# ASSIGNMENT
Read the data below line by line and state how many lines hold "target". Nothing else belongs in the answer.

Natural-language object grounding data
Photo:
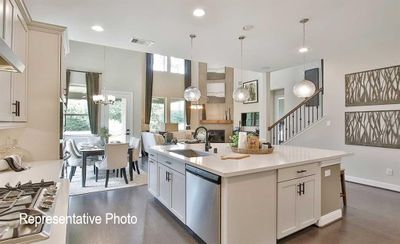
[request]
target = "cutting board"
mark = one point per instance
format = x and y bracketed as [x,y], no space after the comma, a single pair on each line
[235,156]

...

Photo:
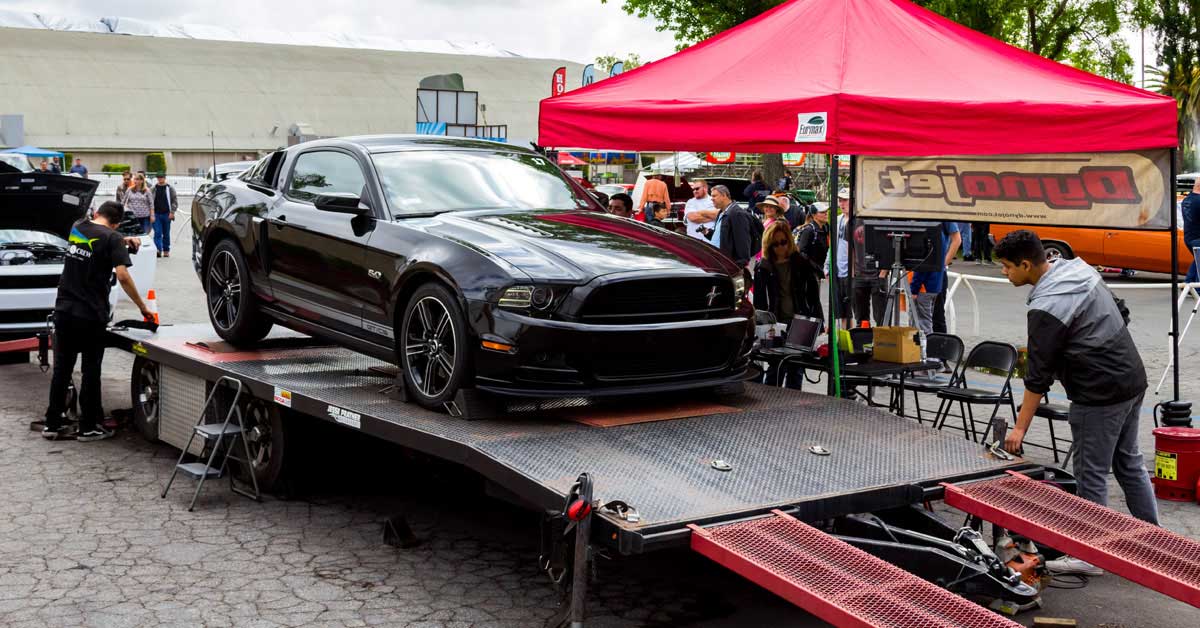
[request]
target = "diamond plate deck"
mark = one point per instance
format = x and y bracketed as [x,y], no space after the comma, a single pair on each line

* * *

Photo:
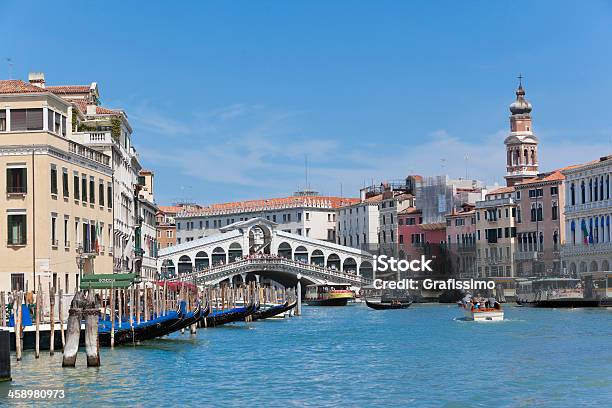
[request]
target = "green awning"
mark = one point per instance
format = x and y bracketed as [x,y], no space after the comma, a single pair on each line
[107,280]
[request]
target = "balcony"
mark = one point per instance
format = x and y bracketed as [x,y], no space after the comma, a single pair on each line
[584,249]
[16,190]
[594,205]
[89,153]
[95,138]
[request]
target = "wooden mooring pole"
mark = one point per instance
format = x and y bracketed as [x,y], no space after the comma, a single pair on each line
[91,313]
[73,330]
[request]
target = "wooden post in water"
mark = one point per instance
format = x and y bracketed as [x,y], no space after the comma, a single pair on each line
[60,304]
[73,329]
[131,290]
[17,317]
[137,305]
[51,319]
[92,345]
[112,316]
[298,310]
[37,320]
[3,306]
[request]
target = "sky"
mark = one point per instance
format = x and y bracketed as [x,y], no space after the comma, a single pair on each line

# ANSWER TO THIS EXERCISE
7